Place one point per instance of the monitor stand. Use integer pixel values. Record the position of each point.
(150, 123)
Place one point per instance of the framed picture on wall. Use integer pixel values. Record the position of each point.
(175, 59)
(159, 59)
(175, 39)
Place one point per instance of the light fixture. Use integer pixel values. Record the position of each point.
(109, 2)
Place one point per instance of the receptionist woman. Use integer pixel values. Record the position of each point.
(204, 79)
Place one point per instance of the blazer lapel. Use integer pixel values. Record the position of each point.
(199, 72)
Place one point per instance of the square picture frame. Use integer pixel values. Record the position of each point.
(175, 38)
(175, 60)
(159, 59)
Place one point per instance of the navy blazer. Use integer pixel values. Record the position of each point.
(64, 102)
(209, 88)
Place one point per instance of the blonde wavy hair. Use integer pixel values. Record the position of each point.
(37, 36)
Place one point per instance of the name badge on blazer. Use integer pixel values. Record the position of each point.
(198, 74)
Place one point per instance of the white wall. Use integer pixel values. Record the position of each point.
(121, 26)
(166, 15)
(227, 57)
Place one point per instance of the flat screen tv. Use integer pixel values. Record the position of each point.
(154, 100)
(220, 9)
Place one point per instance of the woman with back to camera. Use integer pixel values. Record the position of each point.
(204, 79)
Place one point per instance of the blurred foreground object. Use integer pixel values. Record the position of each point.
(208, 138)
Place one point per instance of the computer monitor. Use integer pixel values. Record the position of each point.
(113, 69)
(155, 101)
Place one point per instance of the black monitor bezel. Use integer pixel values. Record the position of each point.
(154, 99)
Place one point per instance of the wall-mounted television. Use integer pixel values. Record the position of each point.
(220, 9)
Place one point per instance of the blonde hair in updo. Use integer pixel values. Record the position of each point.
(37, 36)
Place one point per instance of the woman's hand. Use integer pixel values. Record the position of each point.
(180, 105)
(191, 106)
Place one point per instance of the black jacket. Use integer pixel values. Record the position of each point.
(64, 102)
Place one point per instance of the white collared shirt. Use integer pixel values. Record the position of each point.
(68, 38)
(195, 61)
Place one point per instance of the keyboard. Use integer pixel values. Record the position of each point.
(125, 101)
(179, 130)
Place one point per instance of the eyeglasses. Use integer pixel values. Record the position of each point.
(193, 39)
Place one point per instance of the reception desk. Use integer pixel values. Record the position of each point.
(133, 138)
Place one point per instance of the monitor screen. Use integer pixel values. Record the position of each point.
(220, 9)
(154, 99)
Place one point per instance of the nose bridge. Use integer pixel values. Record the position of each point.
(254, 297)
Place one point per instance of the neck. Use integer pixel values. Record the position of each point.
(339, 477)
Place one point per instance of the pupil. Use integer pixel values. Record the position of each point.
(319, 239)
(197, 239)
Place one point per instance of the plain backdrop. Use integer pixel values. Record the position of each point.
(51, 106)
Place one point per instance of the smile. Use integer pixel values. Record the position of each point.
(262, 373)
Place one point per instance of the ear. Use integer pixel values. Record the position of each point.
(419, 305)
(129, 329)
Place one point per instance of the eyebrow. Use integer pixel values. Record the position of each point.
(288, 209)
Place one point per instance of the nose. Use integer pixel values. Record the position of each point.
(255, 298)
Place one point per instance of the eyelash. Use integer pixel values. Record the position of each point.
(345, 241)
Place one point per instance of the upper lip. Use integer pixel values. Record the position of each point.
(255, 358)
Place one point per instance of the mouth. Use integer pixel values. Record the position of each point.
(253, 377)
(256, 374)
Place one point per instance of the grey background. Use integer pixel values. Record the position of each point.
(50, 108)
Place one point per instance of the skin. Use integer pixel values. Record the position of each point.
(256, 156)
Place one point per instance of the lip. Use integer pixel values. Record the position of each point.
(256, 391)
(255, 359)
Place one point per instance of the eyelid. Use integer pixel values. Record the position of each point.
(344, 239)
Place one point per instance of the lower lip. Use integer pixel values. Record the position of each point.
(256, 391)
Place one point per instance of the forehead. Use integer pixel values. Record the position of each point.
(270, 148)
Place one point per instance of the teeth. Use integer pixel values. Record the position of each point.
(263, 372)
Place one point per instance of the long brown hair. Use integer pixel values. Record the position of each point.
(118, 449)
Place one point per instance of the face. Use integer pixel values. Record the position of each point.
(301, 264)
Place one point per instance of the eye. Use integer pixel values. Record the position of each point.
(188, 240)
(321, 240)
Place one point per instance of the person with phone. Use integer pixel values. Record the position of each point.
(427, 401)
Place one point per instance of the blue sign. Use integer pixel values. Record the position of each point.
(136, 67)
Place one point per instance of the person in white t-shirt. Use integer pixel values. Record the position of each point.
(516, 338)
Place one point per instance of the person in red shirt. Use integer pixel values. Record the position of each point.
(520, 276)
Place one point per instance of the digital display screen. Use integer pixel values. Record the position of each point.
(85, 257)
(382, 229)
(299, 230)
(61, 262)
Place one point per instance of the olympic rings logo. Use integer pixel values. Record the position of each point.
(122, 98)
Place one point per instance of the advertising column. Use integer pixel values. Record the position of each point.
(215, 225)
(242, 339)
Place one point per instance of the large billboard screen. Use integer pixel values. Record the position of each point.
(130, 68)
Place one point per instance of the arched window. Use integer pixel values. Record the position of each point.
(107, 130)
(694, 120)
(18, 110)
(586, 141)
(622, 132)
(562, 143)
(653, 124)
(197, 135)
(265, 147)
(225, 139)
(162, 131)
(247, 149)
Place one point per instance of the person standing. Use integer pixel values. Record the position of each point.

■ Task goal:
Every record should be retyped so that it matches the original exactly.

■ Task output:
Place one point per instance of the monitor stand. Use integer pixel values. Record the position of each point.
(150, 123)
Place one point per instance of the framed picture on wall. Use integer pixel values. Record the position of each point.
(175, 59)
(159, 59)
(175, 39)
Place one point per instance of the light fixture. Use integer pixel values. Record the position of each point.
(109, 2)
Place one point per instance of the receptionist woman. Use integer pixel values. Record the position of each point.
(204, 79)
Place one point per instance of the blazer lapel. Use integer pixel values. Record the position of each point.
(199, 72)
Place one point per instance of the square picture frame. Use integer pixel values. Record the position of each point.
(175, 38)
(175, 60)
(159, 59)
Place one point per instance of the navy blazer. Use integer pixel values. Record the position of each point.
(64, 102)
(209, 88)
Place one point per instance of the blonde wavy hair. Use integer pixel values. Record the position of each point.
(37, 36)
Place one point per instance of the name badge on blazer. Use integer pixel values. Record the position of each point.
(198, 74)
Place one point per instance of the white wall. Use integer pixel values. Record the position of each point.
(121, 26)
(166, 15)
(227, 57)
Place one point per instance of the flat screen tv. Use integer pixel values. Record the position of each point.
(154, 100)
(220, 9)
Place one point per instance of the woman with back to camera. Use integer pixel values. Record the position of each point.
(204, 79)
Place one point per instance of the blurred foreground object. Use integer pixel values. Record the position of each point.
(208, 138)
Place one point per instance of the computer monitor. Use integer pixel values. Record the position of each point.
(113, 69)
(155, 101)
Place one point per instance of the black monitor bezel. Use integer pixel values. Record the position of each point.
(154, 99)
Place one point per instance of the wall-mounted television. Use integer pixel values. Record the position of each point.
(220, 9)
Place one point per instance of the blonde hair in updo. Use integer pixel values. Record the position of each point.
(37, 36)
Place one point per instance of the woman's hand. Use integer pixel values. Record the position of each point.
(180, 105)
(191, 106)
Place one point per instance of the black jacket. Use integer pixel values. Record the position of each point.
(64, 102)
Place one point per instance of the white collared shirt. Use integer pixel values. Record the position of each point.
(68, 38)
(195, 61)
Place one point per instance of the keyboard. Use integer pixel values. Record the position of each point.
(125, 101)
(179, 130)
Place one point per instance of the eyeglasses. Use integer pixel values. Record the position of each point.
(193, 39)
Place one point per instance of the reception desk. Use integer pixel values. Record the position of each point.
(133, 138)
Place one point per instance of the monitor screen. Use integer pixel values. Record the position of each point.
(220, 9)
(154, 99)
Place one point per instance of the nose bridge. Use integer pixel values. Record the position of each point.
(254, 297)
Place one point per instance of the neck. Use integer pixel values. Record the position of each point.
(339, 477)
Place one point per instance of the pupil. Use integer pixel values. Record the position of each point.
(319, 239)
(197, 239)
Place one point per instance of the plain backdrop. Use integer pixel values. Record the position of each point.
(51, 106)
Place one point per instance of the smile. Use integer pixel values. Record the position of each point.
(262, 373)
Place one point per instance of the ear. Use integer pixel values. Record the position of each point.
(419, 305)
(129, 329)
Place one point per instance of the eyebrow. Use integer pixel values. Record the position of each point.
(288, 209)
Place one point per instance of the nose. Use integer pixel values. Record the position of each point.
(255, 298)
Place one point per instance of the eyelash. Use integer pixel values. Record the position of each point.
(345, 241)
Place one point per instance of the upper lip. Use integer pixel values. Record the position of each point.
(255, 358)
Place one point per instance of the mouth. Use integer pixel values. Record the position of each point.
(253, 377)
(256, 374)
Place one point per instance of the grey background. Use integer pixel values. Record the position of each point.
(50, 108)
Place one point per instance of the skin. Use integer pixel values. Record the position of each point.
(256, 156)
Place one point per instance of the lip. Use integer pixel values. Record the position of each point.
(256, 391)
(255, 359)
Place one point per instance of the eyelid. Use integer pixel values. Record the position of each point.
(344, 239)
Place one point per instance of the lower lip. Use integer pixel values. Record the position of each point.
(256, 391)
Place one point per instance of the forehead. Use integer pixel values. Record the position of each point.
(270, 148)
Place one point per instance of the teeth. Use integer pixel values. Record the position of each point.
(263, 372)
Place one point per instance of the long brown hair. Use integer pixel values. Record the position of each point.
(118, 449)
Place one point per instance of the face. Use integer pixel values. Record the position of each point.
(301, 264)
Place one point per instance of the eye. Use integer pixel values. Record the position of each point.
(188, 240)
(321, 240)
Place one point per instance of the person with phone. Use integer pixel values. Record the position of each point.
(427, 401)
Place one point per instance of the blue sign. Use integer pixel values. Record the position of each point.
(136, 67)
Place one point per instance of the person in white t-shirt. Use integer pixel values. Record the position of each point.
(516, 338)
Place one point per instance of the person in red shirt. Use integer pixel values. Record the position of each point.
(520, 276)
Place one point per instance of the digital display screen. Use integer pixel values. Record the position of each point.
(85, 257)
(382, 229)
(299, 230)
(61, 262)
Place one point per instance of the olympic rings logo. Use integer pixel values. Record the position of each point.
(122, 98)
Place one point per instance of the advertising column. Use integer pixel values. Record the position of each point.
(215, 225)
(242, 339)
Place one point per instance of the large billboard screen. Use integer pixel values. Record the position of each point.
(130, 68)
Place one point per instance of the arched window. Use integer pixel values. Record the position of each point.
(107, 130)
(694, 120)
(18, 110)
(586, 141)
(622, 132)
(562, 143)
(653, 124)
(197, 135)
(265, 147)
(225, 139)
(162, 131)
(247, 149)
Place one point per instance of the person standing. Use integer pixel values. Record the position of each point.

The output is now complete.